Saca de las filas de abajo todas las líneas que contengan la palabra "sample" y cópialas enteras.

* [MATERIAL EXTRAÍDO]
• • • •
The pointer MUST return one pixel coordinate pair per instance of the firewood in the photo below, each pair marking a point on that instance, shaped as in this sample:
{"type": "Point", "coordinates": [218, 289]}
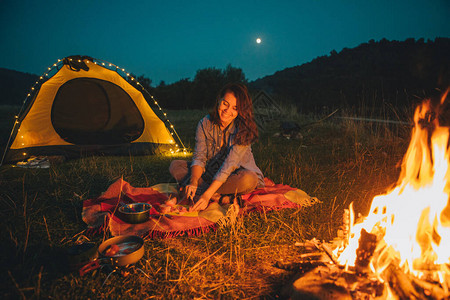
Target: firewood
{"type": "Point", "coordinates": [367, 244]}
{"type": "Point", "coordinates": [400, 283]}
• • • •
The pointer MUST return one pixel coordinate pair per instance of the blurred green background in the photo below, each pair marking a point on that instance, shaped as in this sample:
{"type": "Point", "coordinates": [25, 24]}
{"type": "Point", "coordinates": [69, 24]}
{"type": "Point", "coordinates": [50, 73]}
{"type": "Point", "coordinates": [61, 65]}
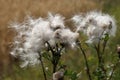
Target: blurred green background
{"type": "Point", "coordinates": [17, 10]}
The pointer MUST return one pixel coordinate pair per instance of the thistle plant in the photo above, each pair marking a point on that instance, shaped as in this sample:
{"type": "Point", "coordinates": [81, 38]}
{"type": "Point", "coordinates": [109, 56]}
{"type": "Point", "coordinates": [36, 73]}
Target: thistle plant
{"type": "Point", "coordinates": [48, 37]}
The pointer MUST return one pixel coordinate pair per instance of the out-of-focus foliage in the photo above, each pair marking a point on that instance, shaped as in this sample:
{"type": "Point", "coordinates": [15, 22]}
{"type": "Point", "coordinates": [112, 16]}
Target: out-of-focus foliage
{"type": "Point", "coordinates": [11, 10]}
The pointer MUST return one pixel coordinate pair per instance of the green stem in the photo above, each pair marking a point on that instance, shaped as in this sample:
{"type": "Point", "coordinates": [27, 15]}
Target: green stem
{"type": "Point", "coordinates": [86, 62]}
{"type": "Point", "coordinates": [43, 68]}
• • • •
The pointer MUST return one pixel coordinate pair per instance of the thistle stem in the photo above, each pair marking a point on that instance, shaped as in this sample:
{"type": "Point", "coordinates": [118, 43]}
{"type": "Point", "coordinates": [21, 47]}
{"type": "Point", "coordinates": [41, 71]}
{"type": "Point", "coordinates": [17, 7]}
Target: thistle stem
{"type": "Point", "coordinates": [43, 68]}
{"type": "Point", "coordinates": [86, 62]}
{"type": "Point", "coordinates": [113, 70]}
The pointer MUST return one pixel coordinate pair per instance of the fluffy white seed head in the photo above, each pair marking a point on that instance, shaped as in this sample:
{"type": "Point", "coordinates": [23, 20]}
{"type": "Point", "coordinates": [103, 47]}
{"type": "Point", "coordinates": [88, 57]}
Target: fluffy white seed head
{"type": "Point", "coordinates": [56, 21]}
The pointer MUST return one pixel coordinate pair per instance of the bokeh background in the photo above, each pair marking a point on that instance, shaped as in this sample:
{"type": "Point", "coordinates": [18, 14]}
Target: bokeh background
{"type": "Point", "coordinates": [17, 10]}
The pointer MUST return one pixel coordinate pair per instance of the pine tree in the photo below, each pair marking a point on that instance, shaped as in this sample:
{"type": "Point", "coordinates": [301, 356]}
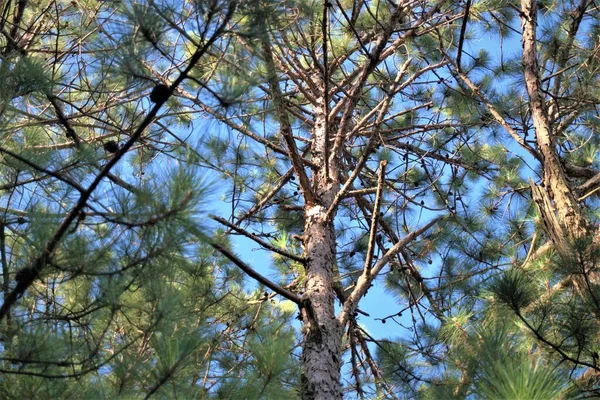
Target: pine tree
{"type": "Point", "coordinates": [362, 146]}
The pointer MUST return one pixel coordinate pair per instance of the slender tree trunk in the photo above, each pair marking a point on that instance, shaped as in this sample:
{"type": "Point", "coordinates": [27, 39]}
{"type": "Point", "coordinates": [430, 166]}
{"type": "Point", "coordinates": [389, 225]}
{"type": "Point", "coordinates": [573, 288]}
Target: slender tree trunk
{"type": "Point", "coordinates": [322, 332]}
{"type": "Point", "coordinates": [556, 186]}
• • • •
* [RESPUESTA]
The pointer MUST return one pixel coordinate pair per instance of the firewood in the photo below, each pair marking a point on that instance, shaped as in this sample:
The pointer MUST return one pixel coordinate pair per instance of the blurred green background in the photo below, each pair marking a point on that instance, shaped as in this sample:
The pointer MUST return one pixel coordinate pair per instance of the thistle plant in the photo above, each pair marking a point on that instance, shaped as in this sample:
The pointer MUST return one pixel coordinate pair per instance of the out-of-focus foliage in the photo above, each pair marking a point on that instance, shaped as in this sample:
The pointer MUST return one pixel coordinate pair per instance of the green stem in the photo above, each pair marking a point on that instance, shaped as in this sample:
The pointer MUST return one pixel coordinate pair per instance of the thistle stem in the photo above, each pair marking a point on that instance, shaped as in this sample:
The pointer MUST return one pixel coordinate pair per instance of the fluffy white seed head in the photo above, each pair marking a point on that instance, shaped as in this sample:
The pointer MUST return one pixel coordinate pair per instance of the bokeh background in the photo above, each pair marking a point on that instance, shaped as in this sample:
The pointer MUST return one pixel coordinate pair per instance of the pine tree in the photo below, each pair marking a point on that instance, shaped as in this sample:
The pointer MUST return one pixel coordinate pair per instance of the slender tree trunk in the photo above, each pair marking a point on that instance, shaped as in this sample:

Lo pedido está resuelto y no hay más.